● WHAT IS EXPECTED: Restate word for word, and only, the lines that extend from the line containing "Annotation task: mark the green potted" through the end of the records below.

[Stored records]
=-=-=
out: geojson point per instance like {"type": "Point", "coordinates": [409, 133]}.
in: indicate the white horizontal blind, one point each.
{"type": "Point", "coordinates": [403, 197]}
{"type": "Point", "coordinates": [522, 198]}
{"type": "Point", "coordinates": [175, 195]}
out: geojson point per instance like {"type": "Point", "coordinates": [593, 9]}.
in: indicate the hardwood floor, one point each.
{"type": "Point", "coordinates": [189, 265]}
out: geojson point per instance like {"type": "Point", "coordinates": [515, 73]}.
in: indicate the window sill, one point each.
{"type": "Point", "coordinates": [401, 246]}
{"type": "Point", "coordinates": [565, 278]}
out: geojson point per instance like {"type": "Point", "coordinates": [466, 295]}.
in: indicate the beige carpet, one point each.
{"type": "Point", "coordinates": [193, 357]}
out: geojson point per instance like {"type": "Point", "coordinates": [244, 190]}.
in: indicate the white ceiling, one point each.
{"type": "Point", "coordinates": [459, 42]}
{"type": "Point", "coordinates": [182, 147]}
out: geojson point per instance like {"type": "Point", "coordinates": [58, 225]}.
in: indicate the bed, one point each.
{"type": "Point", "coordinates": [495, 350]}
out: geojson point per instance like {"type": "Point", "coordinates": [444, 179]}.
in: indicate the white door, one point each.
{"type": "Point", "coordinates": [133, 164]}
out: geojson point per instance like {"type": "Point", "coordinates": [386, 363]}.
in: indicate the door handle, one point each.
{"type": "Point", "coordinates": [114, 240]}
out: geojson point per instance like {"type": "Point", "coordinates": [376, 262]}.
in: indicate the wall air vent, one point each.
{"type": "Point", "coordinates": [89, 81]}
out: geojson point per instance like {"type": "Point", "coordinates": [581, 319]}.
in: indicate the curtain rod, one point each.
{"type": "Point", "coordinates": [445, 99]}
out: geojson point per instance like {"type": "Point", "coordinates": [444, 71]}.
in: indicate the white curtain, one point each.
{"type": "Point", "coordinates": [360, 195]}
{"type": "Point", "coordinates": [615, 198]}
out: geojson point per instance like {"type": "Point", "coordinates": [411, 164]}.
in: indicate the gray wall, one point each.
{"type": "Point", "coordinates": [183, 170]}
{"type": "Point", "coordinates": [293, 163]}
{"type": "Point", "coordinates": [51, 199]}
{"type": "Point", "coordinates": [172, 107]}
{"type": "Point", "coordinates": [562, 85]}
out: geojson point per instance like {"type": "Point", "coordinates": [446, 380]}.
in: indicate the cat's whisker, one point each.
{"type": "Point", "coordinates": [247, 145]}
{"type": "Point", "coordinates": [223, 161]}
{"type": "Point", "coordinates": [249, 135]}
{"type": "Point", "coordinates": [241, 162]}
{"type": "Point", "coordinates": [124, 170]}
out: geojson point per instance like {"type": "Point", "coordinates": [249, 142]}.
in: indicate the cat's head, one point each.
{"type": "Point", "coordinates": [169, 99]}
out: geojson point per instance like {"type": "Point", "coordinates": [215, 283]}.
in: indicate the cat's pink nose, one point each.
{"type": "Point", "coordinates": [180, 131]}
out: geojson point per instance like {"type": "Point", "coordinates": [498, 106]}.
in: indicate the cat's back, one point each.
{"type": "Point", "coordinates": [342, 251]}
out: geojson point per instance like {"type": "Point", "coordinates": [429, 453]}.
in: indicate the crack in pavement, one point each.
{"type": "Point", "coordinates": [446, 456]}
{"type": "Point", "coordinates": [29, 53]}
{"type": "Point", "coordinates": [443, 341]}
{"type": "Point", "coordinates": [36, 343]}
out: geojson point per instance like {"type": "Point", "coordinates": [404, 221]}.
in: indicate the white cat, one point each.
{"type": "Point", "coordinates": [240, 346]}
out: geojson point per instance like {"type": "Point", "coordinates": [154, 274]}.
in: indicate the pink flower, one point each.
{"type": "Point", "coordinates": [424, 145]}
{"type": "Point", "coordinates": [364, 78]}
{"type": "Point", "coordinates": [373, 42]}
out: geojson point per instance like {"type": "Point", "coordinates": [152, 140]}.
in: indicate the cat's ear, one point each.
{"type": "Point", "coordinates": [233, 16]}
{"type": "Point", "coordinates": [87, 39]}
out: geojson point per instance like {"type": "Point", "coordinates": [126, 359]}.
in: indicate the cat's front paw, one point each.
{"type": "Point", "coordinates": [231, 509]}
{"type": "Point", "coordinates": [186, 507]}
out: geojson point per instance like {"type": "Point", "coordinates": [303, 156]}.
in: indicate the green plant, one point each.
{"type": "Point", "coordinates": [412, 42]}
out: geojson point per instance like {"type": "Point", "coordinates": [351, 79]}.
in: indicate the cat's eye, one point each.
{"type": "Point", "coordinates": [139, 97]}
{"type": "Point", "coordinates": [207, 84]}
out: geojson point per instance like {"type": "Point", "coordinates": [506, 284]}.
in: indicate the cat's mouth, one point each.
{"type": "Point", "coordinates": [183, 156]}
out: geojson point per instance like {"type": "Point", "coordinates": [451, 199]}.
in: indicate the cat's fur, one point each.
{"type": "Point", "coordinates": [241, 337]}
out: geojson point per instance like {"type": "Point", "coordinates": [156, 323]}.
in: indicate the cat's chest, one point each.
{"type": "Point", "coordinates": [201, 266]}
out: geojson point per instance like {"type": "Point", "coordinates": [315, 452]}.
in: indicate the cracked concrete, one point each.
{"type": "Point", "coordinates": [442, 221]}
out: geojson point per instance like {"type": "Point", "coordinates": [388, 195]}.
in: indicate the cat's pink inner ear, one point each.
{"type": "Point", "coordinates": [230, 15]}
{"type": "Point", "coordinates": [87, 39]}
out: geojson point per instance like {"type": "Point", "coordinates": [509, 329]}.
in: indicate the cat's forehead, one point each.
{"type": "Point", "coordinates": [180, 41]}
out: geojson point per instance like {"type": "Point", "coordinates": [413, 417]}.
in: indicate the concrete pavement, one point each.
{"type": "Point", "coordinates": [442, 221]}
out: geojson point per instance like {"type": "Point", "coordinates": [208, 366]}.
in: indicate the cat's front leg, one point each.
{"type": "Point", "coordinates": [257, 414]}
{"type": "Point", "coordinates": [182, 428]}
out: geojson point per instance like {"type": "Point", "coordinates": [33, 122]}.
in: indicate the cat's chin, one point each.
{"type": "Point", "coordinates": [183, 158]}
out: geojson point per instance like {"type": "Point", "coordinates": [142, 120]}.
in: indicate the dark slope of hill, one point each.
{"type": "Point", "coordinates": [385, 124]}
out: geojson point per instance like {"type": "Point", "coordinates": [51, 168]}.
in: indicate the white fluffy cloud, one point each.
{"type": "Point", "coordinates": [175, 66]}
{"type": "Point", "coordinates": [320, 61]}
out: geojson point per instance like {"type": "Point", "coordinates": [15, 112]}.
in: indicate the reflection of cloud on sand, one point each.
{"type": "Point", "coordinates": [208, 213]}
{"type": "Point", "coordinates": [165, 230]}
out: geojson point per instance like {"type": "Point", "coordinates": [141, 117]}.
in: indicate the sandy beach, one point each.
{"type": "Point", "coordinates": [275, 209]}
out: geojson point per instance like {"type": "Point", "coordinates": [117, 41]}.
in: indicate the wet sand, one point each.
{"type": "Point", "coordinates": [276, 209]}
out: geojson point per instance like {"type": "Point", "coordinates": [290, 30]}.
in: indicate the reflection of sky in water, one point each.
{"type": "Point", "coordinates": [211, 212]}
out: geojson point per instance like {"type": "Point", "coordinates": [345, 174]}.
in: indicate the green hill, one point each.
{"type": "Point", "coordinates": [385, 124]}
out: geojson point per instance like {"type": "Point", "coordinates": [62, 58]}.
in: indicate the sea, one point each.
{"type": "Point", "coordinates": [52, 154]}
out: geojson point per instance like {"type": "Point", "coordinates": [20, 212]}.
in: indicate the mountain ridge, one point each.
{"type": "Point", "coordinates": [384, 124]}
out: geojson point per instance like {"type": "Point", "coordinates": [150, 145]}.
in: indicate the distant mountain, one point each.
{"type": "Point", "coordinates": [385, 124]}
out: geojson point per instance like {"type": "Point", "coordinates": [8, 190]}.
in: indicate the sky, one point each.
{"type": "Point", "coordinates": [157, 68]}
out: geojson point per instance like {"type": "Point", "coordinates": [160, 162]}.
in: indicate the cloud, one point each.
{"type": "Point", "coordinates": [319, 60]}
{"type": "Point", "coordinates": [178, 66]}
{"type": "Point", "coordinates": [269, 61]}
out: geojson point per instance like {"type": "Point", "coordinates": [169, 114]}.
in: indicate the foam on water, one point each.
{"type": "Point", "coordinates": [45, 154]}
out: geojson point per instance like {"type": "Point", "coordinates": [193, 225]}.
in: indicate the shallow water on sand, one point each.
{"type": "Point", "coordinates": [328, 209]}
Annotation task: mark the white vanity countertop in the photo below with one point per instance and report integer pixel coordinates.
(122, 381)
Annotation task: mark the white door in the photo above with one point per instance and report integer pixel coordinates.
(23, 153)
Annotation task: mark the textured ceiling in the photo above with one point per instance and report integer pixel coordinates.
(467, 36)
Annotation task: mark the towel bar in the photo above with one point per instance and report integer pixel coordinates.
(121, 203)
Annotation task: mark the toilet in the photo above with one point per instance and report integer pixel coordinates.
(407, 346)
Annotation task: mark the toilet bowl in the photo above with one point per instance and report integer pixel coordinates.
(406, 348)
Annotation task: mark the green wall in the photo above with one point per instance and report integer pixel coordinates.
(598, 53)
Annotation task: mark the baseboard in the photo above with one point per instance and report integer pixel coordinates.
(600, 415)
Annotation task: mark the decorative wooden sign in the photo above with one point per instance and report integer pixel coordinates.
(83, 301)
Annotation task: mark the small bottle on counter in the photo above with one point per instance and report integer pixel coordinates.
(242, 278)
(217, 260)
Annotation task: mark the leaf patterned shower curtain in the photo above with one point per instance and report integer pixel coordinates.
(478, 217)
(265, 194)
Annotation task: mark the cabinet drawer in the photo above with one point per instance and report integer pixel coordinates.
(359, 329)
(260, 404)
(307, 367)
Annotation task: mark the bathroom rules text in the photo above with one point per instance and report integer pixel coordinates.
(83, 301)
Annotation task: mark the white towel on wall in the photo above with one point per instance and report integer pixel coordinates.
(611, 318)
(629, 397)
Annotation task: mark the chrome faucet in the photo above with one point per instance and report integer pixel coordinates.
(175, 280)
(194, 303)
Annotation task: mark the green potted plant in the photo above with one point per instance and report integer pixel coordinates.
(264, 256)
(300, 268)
=-=-=
● WORKED SOLUTION:
Annotation task: mark the green potted plant in the photo above with one point per instance and report integer pixel coordinates.
(264, 256)
(300, 268)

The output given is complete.